**RECORDS TO PROCESS**:
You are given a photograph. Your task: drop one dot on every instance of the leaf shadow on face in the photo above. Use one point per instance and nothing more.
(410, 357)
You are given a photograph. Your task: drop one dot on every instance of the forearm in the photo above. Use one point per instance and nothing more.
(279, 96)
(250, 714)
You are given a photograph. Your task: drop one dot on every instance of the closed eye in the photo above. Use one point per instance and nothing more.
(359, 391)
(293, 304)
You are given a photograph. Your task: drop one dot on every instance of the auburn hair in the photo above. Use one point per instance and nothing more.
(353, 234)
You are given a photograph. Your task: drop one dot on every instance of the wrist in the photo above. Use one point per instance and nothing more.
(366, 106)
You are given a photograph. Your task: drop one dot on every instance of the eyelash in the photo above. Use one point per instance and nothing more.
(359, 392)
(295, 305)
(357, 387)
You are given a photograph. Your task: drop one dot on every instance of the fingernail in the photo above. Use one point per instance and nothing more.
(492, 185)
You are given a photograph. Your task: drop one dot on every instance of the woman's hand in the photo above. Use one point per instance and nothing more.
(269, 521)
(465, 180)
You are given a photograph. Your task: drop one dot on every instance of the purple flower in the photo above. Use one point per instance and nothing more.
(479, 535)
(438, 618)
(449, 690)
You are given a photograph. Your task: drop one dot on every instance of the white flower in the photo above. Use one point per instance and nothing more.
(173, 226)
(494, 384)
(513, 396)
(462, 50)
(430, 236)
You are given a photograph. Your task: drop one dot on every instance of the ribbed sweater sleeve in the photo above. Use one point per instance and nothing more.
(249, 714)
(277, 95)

**YOUR TASK**:
For this task, print the records again exactly as they appear.

**SOLUTION**:
You are given a photograph. Your task: drop one dot on every instance of the leaf shadow on face in the photo above. Use one point per instance and nothing more.
(410, 357)
You are given a photograph. Your task: drop one dot on every instance of the forearm in the photo above. Use one point per instance and nothing more.
(279, 96)
(250, 714)
You are given a photograph. Your task: drop one dot on every instance of the closed eye in the photo above. Use one point per instance and nothing more.
(359, 391)
(293, 304)
You are given a photograph. Your task: drop one dot on every instance of the auburn hair in the photo above. Use one point per instance and nothing more.
(353, 234)
You are given a photograph. Your task: drop one dot on every instance of the wrist in the photo above. Use one point per instance and nothing more.
(366, 106)
You are given a photograph. Your task: drop one dot on every instance of the eyelash in the photo above. Use one point per instance and nothing more.
(359, 392)
(295, 305)
(357, 387)
You are given a photograph. Your task: drop one dot on every instance of the fingernail in the photo above. Use one point per instance and nothing more.
(492, 185)
You are given a photograph. Your task: drop one dot on every instance of the woman's hand in the photo above. Use one point per instance and nothing more.
(269, 521)
(465, 180)
You are given a photograph. Your task: drop one dot on every instance of the purple flower in the photo above. Use one point per instance and nothing more.
(479, 535)
(438, 618)
(449, 690)
You are given a photograph. Your task: drop one dot on every instance of the white flower in the photo above. Use one point per instance and nothing more.
(173, 226)
(494, 384)
(513, 396)
(462, 50)
(430, 236)
You are given a photograph. Your task: drop one dot on every instance of the ribbed sweater sleeve in the photo above. Use one point per instance and nothing more.
(249, 714)
(277, 95)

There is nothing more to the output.